◆ Required work
A: Answer the following questions using the methods text on mosquito repellents, giving each answer on its own line marked (i), (ii), (iii):
(i) At what relative humidity were newly emerged mosquitoes kept?
(ii) In what solvent were the monoterpenoids or their esters dissolved for the cloth patch assay?
(iii) Which board approved protocol #636-2005?
B: Print the part of the methods text on mosquito repellents between "Mosquitoes used in" and "collection trap [16].", inclusive.
C: Proceed with the methods text on mosquito repellents, writing on from its final sentence.

Text for analysis START

Monoterpenoid esters of GABA and glycine were synthesized via Steglich esterification as described [14, 15]. The synthesized compounds are designated numbers as follows: (1R,2S,5R)-2-isopropyl-5-methylcyclohexyl 4-aminobutyrate hydrochloride (1), 5-isopropyl-2-methylphenyl 4-aminobutyrate hydrochloride (2), 2-methoxyphenyl 4-aminobutyrate hydrochloride (3), (lR,2S,5R)-2-isopropyl-5-methylcyclohexyl aminoacetate hydrochloride (4), 5-isopropyl-2-methylphenyl aminoacetate hydrochloride (5), 2-methoxyphenyl aminoacetate hydrochloride (6).

Menthol (CAS Registry No. 1490-04-6, Sigma-Aldrich, St. Louis, MO, USA), carvacrol (CAS Registry No. 499-75-2, Sigma-Aldrich, St. Louis, MO, USA) and guaiacol (CAS Registry No. 90-05-1, TCI America research Chemicals, Portland, OR, USA) were obtained commercially.

2.2 Mosquitoes

Mosquitoes used in all bioassays were female Aedes aegypti (Orlando strain, 1952) from the colony maintained at the Center for Medical, Agricultural, and Veterinary Entomology (CMAVE, USDA-ARS) in Gainesville, FL. Pupae were obtained from the onsite colony and maintained in laboratory cages until ready for use in experiments. Newly emerged mosquitoes were maintained ad libitum on a 10% sucrose solution at 25-28°C ambient temperature, 60-80% relative humidity and a 14:10 (light:dark) photoperiod. Nulliparous female mosquitoes aged 6-10 d were preselected for host-seeking behavior from stock cages using a hand draw-box and a collection trap [16].

2.3 Cloth Patch Assay

Repellent efficacy was determined as the minimum effective dosage (MED) of a compound against Ae. aegypti as described [17, 18]. Briefly, monoterpenoids or their esters were dissolved in acetone to obtain 25 and 2.5 μmol/cm2 of each compound on a 50 cm2 cloth that was immersed into the prepared solutions. The cloth was then dried approximately 3 min before applying to a volunteer’s arm, which was inserted into a cage containing mosquitoes. The arm was protected by a plastic glove and sleeve in which window was cut and covered with the treated cloth. To estimate repellent activity, the protected arm was inserted into the mosquito cage for 1 min and the numbers of blood-feeding mosquitos and insects that remained biting through the cloth were determined. In order to assess the MED value, the cloth was impregnated with a series of following dosages in acetone: 1.5, 0.75, 0.375, 0.094, 0.047, 0.023 and 0.011 mg/cm2.

Ethical approval: Written informed consent was obtained for all human subjects used in this study in accordance with protocol #636-2005, as approved by the University of Florida Institutional Review Board (IRB-01).

Text for analysis END
Data for analysis START

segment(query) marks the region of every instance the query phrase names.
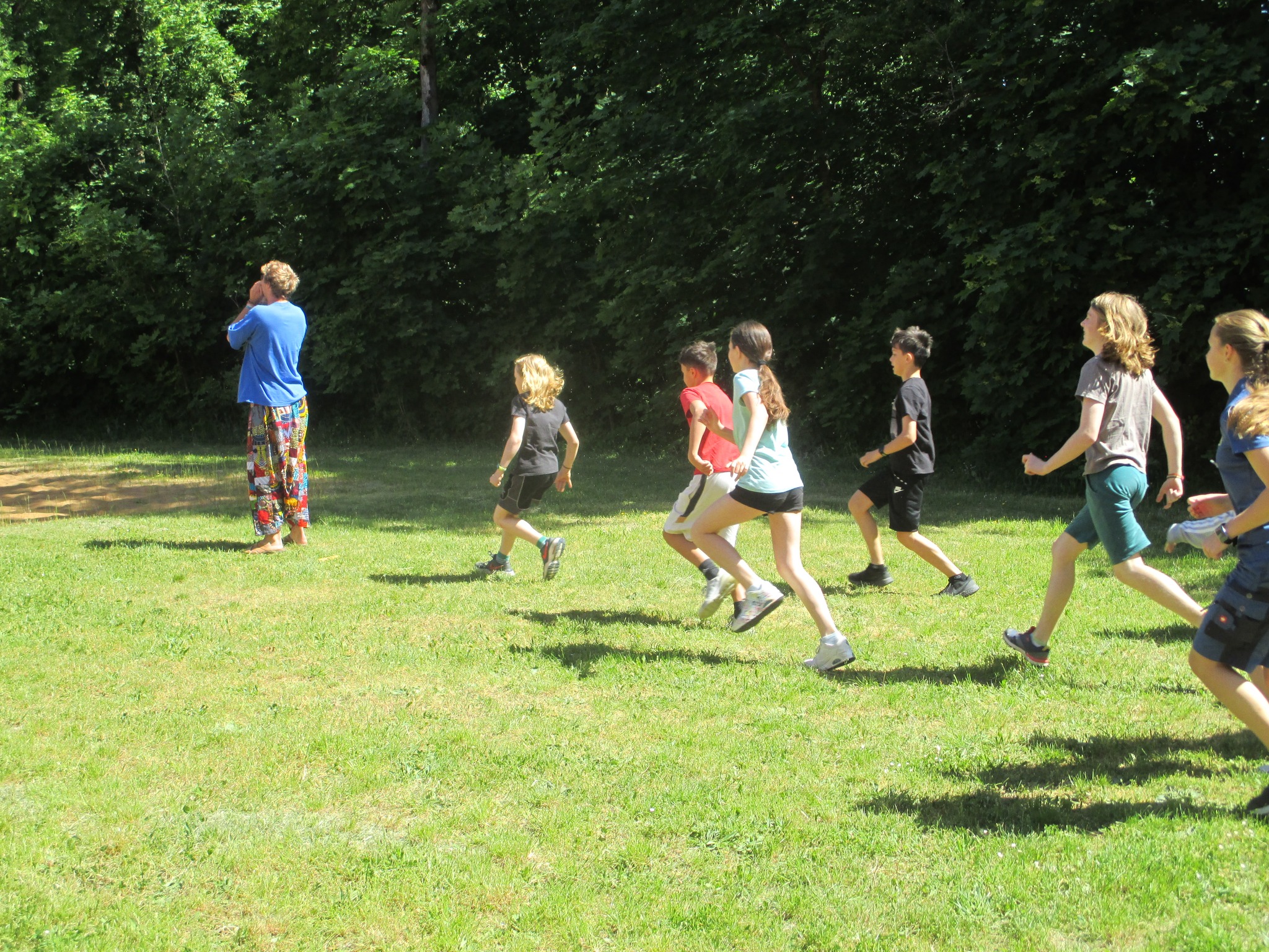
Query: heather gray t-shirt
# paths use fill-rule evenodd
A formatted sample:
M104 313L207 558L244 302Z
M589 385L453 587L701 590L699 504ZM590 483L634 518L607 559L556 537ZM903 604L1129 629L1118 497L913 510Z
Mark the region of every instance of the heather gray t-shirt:
M1150 371L1133 377L1123 364L1100 357L1084 364L1075 396L1105 404L1098 439L1084 451L1085 476L1123 463L1146 471L1151 411L1157 392Z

Data for analysis END

◆ Results
A:
(i) 60-80% relative humidity
(ii) Acetone
(iii) The University of Florida Institutional Review Board (IRB-01)

B:
Mosquitoes used in all bioassays were female Aedes aegypti (Orlando strain, 1952) from the colony maintained at the Center for Medical, Agricultural, and Veterinary Entomology (CMAVE, USDA-ARS) in Gainesville, FL. Pupae were obtained from the onsite colony and maintained in laboratory cages until ready for use in experiments. Newly emerged mosquitoes were maintained ad libitum on a 10% sucrose solution at 25-28°C ambient temperature, 60-80% relative humidity and a 14:10 (light:dark) photoperiod. Nulliparous female mosquitoes aged 6-10 d were preselected for host-seeking behavior from stock cages using a hand draw-box and a collection trap [16].

C:
3 Results and Discussion

Among botanically-derived insecticides, terpenoids are often considered prime candidates because they typically have lower toxicity to mammals, relatively high volatilities and potent toxicities to pests [19]. Although DEET is widely used as an active ingredient in a variety of repellent sprays, liquids, impregnated materials, etc., the toxicity and environmental consequences of DEET-based products continue to be of concern to some consumers. Herein, we explore repellent candidates with expected mechanism of repellency that differ from that of DEET. One of the insecticidal mechanisms is associated with modulation of GABA-gated chloride receptors [13]. Some monocyclic terpenoids have been found to be positive allosteric modulators at insect GABA receptors [13]. Thus, the combination of terpenoid residues with GABA in single molecules is potentially an attractive approach for pest control. Moreover, GABA co-releases with another neurotransmitter amino acid, glycine, and co-activation of glycine and GABA receptors has been extensively described [20]. Thus, in the present work, esters based on terpenoid alcohols (menthol, carvacrol, and guaiacol) and amino acids (GABA, glycine) have been synthesized as potential repellents with prolonged activity.

Synthesis of esters based on monocyclic terpenoids with GABA or glycine (16) was carried out via Steglich esterification with N,N′-dicyclohexylcarbodiimide (DCC) and 4-dimethylaminopyridine (DMAP) as a catalyst in dichloromethane (Figure 1) [14,15].

Structures of terpenoid esters containing GABA (1-3) and glycine (4-6) residues. All esters were prepared as hydrochlorides.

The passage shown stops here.